#### TEXTE À LIRE
______

Vincenzo Elia , 20 novembre 2018

Le 2 octobre 2018, la Commission européenne a introduit un recours en constatation de manquement (affaire C-619/18) devant la Cour de justice (ci-après « la Cour »), pour que cette dernière puisse s’exprimer sur la nouvelle loi polonaise réformant la Cour suprême.

Cette nouvelle loi polonaise, entrée en vigueur le 3 avril 2018, prévoit d’abaisser à 65 ans l’âge de départ à la retraite des juges de la Cour suprême. Une prolongation au-delà de ce seuil est possible mais est soumise au respect de deux conditions : 1) la présentation d’une déclaration indiquant le souhait des juges de continuer à exercer leur fonction et d’un certificat attestant que leur état de santé leur permet de siéger ; 2) l’autorisation discrétionnaire du Président de la République de Pologne. Cette dernière constitue un problème notamment par le fait qu’elle ne peut pas faire l'objet d'un contrôle juridictionnel.

Dans l’attente de l’arrêt, la Commission européenne a demandé à la Cour, dans le cadre d’une procédure en référé, d’ordonner à la Pologne de : 1) suspendre l’application des dispositions nationales relatives à l’abaissement de l’âge de départ à la retraite des juges de la Cour suprême  2) prendre toute mesure nécessaire afin d’assurer que les juges de la Cour suprême concernés par les dispositions litigieuses puissent exercer leur fonction au même poste, tout en jouissant du même statut et des mêmes droits et conditions d’emploi qu’avant l’entrée en vigueur de la loi sur la Cour suprême  3) s’abstenir d’adopter toute mesure visant à la nomination de juges de la Cour suprême à la place des juges de la Cour suprême concernés par ces dispositions, ainsi que de toute mesure visant à nommer le nouveau premier président de la Cour suprême ou à indiquer la personne chargée de diriger la Cour suprême à la place de son premier président jusqu’à la nomination de son nouveau premier président  4) communiquer à la Commission, au plus tard un mois après la notification de l’ordonnance de la Cour, puis chaque mois, toutes les mesures qu’elle aura adoptées afin de se conformer pleinement à cette ordonnance. (voir §1)

______

#### EXERCICES PROPOSÉS
**1.** Dans le texte sur la réforme de la Cour suprême polonaise, relevez les quatre mesures que la Commission européenne a demandé à la Cour d'ordonner à la Pologne dans le cadre de la procédure en référé.
**2.** D'après le texte sur la réforme de la Cour suprême polonaise, à quel âge la nouvelle loi abaisse-t-elle le départ à la retraite des juges de cette cour ?

#### EXTRAITS DE DONNÉES
______

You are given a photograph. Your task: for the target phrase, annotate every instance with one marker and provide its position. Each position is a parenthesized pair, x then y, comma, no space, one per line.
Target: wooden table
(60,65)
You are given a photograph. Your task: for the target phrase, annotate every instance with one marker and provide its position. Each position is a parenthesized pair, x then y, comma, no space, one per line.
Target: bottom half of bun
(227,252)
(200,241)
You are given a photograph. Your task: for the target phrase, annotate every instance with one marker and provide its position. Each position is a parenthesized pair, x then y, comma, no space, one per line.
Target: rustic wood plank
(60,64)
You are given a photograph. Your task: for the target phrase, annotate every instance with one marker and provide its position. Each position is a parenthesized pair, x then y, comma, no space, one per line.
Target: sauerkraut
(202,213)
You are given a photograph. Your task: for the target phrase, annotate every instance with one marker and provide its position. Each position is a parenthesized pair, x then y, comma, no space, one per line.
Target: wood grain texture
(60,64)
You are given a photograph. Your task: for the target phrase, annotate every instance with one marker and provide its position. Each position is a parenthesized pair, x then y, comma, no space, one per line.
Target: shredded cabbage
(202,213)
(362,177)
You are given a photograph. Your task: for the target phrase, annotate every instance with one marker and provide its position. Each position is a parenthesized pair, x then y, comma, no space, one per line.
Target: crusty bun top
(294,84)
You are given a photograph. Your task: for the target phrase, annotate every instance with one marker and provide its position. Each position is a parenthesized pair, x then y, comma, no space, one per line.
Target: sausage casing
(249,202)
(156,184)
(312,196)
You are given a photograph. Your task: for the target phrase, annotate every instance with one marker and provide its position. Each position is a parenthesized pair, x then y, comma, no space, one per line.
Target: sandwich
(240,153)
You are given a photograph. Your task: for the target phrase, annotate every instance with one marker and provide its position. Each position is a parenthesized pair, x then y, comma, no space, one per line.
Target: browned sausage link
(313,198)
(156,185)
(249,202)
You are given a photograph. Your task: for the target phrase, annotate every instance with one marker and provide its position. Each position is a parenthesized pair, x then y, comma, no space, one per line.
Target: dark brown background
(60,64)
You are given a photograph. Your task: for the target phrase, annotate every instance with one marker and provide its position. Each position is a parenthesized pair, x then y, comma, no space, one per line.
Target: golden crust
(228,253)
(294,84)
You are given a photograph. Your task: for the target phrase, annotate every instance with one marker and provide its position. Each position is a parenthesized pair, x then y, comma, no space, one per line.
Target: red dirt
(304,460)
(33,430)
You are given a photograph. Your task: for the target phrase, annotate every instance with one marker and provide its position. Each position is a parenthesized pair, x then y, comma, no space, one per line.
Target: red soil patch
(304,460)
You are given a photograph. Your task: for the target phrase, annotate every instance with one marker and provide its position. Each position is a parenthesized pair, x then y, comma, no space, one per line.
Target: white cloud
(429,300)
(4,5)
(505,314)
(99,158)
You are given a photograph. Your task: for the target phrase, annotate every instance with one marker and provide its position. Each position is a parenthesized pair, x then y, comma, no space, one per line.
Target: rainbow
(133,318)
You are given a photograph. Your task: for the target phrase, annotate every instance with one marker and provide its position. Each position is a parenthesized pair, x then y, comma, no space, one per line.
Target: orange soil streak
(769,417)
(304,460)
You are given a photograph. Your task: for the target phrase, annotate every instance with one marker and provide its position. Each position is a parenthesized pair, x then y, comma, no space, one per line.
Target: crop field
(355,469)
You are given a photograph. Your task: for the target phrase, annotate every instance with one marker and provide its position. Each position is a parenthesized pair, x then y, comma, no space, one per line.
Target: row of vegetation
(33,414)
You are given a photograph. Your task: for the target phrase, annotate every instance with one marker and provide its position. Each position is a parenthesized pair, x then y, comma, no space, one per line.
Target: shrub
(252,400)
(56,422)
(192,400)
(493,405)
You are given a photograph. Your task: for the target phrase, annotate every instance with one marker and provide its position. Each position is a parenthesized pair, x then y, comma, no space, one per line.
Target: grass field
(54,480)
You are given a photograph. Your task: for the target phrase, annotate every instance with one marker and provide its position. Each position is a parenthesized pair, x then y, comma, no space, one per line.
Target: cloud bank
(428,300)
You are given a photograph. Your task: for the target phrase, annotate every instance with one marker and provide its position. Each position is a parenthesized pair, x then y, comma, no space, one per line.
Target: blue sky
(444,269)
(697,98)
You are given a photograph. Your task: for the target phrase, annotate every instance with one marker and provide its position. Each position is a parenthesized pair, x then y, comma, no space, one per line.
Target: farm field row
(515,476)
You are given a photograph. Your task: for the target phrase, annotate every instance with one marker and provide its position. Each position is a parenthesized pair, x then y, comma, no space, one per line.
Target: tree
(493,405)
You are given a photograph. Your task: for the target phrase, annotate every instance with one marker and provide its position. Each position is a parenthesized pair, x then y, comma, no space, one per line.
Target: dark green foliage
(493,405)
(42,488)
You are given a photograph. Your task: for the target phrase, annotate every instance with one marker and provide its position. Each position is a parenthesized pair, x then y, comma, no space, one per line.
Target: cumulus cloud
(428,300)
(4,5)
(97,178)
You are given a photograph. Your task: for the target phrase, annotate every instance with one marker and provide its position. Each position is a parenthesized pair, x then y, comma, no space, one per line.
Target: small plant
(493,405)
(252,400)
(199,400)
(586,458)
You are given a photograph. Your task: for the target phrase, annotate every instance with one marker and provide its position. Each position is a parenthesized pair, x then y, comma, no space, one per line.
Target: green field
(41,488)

______

#### CORRIGÉ DES EXERCICES
**1.**
1) Suspendre l'application des dispositions nationales relatives à l'abaissement de l'âge de départ à la retraite des juges de la Cour suprême.
2) Prendre toute mesure nécessaire afin que les juges concernés puissent exercer leur fonction au même poste, avec le même statut et les mêmes droits et conditions d'emploi qu'avant l'entrée en vigueur de la loi.
3) S'abstenir d'adopter toute mesure visant à nommer des juges à la place des juges concernés, à nommer le nouveau premier président de la Cour suprême ou à désigner la personne chargée de diriger la Cour suprême jusqu'à cette nomination.
4) Communiquer à la Commission, au plus tard un mois après la notification de l'ordonnance, puis chaque mois, toutes les mesures adoptées pour s'y conformer pleinement.

**2.** À 65 ans.